**Exercise prompt:** Please write out exactly the lines of the data below from the line holding "Guideline: put one point on each instance of the dark" through the line holding "Guideline: put one point on each instance of the metal", and leave out the rest.

**Working data:**
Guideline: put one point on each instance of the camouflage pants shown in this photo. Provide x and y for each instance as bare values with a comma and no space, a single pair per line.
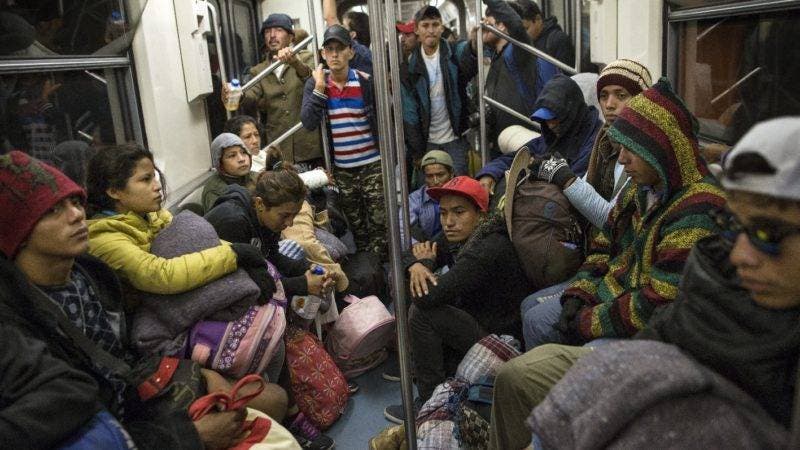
...
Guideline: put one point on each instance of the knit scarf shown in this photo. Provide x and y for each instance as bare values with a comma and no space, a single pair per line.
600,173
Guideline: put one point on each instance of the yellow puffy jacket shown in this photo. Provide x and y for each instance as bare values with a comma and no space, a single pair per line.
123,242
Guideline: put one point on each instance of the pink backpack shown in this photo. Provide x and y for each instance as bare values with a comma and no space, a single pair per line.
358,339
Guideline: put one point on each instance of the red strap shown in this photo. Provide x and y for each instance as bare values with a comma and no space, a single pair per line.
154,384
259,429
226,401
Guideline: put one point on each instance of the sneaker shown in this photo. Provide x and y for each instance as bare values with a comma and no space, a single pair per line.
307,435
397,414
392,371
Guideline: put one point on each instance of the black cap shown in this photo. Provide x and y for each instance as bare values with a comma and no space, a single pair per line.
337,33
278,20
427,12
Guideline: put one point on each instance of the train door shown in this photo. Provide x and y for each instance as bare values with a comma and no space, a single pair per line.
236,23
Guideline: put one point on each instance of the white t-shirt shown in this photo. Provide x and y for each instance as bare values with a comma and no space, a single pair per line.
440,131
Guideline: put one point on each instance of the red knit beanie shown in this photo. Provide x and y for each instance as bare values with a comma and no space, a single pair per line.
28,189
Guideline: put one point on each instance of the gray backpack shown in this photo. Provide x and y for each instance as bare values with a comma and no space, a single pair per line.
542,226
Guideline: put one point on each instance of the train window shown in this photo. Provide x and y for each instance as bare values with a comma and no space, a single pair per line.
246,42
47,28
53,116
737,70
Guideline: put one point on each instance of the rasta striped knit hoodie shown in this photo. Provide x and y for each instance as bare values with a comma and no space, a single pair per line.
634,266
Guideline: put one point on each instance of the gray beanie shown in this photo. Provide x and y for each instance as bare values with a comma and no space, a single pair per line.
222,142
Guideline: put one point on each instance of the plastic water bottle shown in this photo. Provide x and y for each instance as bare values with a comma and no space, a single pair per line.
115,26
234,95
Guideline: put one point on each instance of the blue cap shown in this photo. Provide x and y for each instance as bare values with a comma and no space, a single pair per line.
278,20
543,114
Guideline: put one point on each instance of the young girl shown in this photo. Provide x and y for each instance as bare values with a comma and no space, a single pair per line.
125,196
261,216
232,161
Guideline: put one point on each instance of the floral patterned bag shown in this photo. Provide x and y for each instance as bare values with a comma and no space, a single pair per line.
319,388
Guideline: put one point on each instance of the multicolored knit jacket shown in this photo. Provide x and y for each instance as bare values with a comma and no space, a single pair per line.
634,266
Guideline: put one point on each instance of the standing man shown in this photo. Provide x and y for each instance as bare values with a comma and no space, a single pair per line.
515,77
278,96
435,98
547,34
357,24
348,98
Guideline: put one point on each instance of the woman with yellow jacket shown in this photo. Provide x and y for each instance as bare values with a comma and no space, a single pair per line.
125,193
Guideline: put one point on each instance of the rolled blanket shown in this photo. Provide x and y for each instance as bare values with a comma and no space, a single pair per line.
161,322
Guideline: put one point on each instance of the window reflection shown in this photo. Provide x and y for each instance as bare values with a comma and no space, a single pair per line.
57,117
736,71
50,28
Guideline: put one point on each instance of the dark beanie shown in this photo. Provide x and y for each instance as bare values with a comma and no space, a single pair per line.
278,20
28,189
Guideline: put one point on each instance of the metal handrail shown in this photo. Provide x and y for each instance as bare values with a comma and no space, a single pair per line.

**Exercise output:**
Guideline: put one point on each instance of the dark beanie shown in this photo. Provide x and y for each instance as bare values with a comma and no space, a single pair per line.
278,20
28,189
Guideline: put one point on each instance of the metal handrail shown in this photo. Provide x and y for each instance as bare values with a comma and no space, a single pair per line.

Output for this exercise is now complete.